Parts of the exercise |
1 > List every torque unit that appears in the conversion table of the DC motor calculations text.
2 > Carry on the DC motor calculations text, starting right after its final sentence.
#### Passage to read
# DC Motor Calculations

**Calculating Mechanical Power Requirements**

In DC motors, electrical power (P_{el}) is converted to mechanical power (P_{mech}). In addition to frictional losses, there are power losses in Joules/sec (Iron losses in coreless DC motors are negligible).

**P _{el} = P_{mech} + P_{j}_{ loss}**

Physically, power is defined as the rate of doing work. For linear motion, power is the product of force, multiplied by the distance per unit time. In the case of rotational motion, the analogous calculation for power is the product of torque multiplied by the rotational distance per unit time.

**P _{rot} = M x ω**

Where:

P_{rot} = rotational mechanical power

M = torque

ω = angular velocity

The most commonly used unit for angular velocity is rev/min (RPM). In calculating rotational power, it is necessary to convert the velocity to units of rad/sec. This is accomplished by simply multiplying the velocity in RPM by the constant (2 x ∏) /60:

**ω _{rad} = ω_{rpm} x (2∏)/60**

It is important to consider the units involved when making the power calculation. A reference that provides conversion tables is very helpful for this purpose. Such a reference is used to convert the torque-speed product to units of power (Watts). Conversion factors for commonly used torque and speed units are given in the following table. These factors include the conversion from RPM to rad/sec where applicable.

Torque Units | Units Speed | Conversion Factor |
---|---|---|

oz-in | RPM | 0.00074 |

oz-in | rad/sec | 0.0071 |

in-lb | RPM | 0.0118 |

in-lb | rad/sec | 0.1130 |

ft-lb | RPM | 0.1420 |

ft-lb | rad/sec | 1.3558 |

N-m | RPM | 0.1047 |

For example, assume that it is necessary to determine the power required to drive a torque load of 3 oz-in at a speed of 500 RPM. The product of the torque, speed, and the appropriate conversion factor from the table is:

*3oz-in x 500rpm x 0.00074 = 1.11 Watts*

Calculation of power requirements is often used as a preliminary step in motor or gearmotor selection. If the mechanical power required for a given application is known, then the maximum or continuous power ratings for various motors can be examined to determine which motors are possible candidates for use in the application.
########
#### Records supplied
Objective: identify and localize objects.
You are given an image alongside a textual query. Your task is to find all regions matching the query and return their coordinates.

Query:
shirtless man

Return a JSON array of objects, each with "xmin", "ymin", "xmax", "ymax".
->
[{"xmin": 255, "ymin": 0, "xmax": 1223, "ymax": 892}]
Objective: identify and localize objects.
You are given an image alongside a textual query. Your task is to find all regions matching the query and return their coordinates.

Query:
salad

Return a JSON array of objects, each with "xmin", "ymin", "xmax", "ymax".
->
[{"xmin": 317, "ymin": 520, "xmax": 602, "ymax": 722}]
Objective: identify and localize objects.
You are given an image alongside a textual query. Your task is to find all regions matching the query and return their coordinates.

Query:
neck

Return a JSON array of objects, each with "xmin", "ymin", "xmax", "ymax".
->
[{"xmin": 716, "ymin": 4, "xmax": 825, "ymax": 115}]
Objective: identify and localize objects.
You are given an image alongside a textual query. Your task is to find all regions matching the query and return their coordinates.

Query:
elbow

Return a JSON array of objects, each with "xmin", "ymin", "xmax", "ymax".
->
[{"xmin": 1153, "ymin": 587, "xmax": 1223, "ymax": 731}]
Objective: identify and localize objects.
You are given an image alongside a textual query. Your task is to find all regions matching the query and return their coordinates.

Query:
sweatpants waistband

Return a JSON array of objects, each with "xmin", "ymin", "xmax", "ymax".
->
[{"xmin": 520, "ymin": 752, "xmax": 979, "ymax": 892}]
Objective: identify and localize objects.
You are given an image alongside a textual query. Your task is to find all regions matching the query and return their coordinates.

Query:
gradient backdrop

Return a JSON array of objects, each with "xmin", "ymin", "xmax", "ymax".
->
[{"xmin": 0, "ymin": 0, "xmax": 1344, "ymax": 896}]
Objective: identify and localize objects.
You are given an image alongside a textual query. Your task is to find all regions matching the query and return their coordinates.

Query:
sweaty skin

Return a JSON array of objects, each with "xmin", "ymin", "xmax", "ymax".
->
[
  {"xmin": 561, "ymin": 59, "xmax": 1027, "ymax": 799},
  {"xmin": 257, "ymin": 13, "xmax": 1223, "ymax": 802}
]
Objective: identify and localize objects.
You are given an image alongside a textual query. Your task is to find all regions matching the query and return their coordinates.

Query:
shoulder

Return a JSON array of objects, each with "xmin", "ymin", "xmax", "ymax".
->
########
Responses to the exercise |
1 > oz-in, in-lb, ft-lb, N-m

2 >
**Calculating Torque - Speed Curves**

One commonly used method of displaying motor characteristics graphically is the use of torque – speed curves. While the use of torque - speed curves is much more common in technical literature for larger DC machines than it is for small, ironless core devices, the technique is applicable in either case. Torque – speed curves are generated by plotting motor speed, armature current, mechanical output power, and efficiency as functions of the motor torque. The following discussion will describe the construction of a set of torque – speed curves for a typical DC motor from a series of raw data measurements.

Step 1: Measure Basic Parameters:

Using a voltage supply set to 9 volts, run the motor unloaded and measure the rotational speed using a non-contacting tachometer (strobe, for instance). Measure the motor current under this no-load condition. A current probe is ideal for this measurement since it does not add resistance in series with the operating motor. Using an adjustable torque load such as a small particle brake coupled to the motor shaft, increase the torque load to the motor just to the point where stall occurs.

At stall, measure the torque from the brake and the motor current. For the sake of this discussion, assume that the coupling adds no load to the motor and that the load from the brake does not include unknown frictional components. It is also useful at this point to measure the terminal resistance of the motor. Measure the resistance by contacting the motor terminals.

Then spin the motor shaft and take another measurement. The measurements should be very close in value. Continue to spin the shaft and take at least three measurements. This will ensure that the measurements were not taken at a point of minimum contact on the commutator.

Now we have measured the:

- n
_{0}= no-load speed - I
_{0}= no-load current - M
_{H}= stall torque - R= terminal resistance

*Step 2: Plot Current Vs. Torque And Speed Vs. Torque:*

Prepare a graph with motor torque on the horizontal axis, motor speed on the left vertical axis, and motor current on the right vertical axis. Scale the axes based on the measurements in step 1. Draw a straight line from the left origin of the graph (zero torque and zero current) to the stall current on the right vertical axis (stall torque and stall current). This line represents a plot of the motor current as a function of the motor torque.

The slope of this line is the proportionality constant for the relationship between motor current and motor torque (in units of current per unit torque). The reciprocal of this slope is the torque constant of the motor (in units of torque per unit current). For the resulting curves see Graph 1.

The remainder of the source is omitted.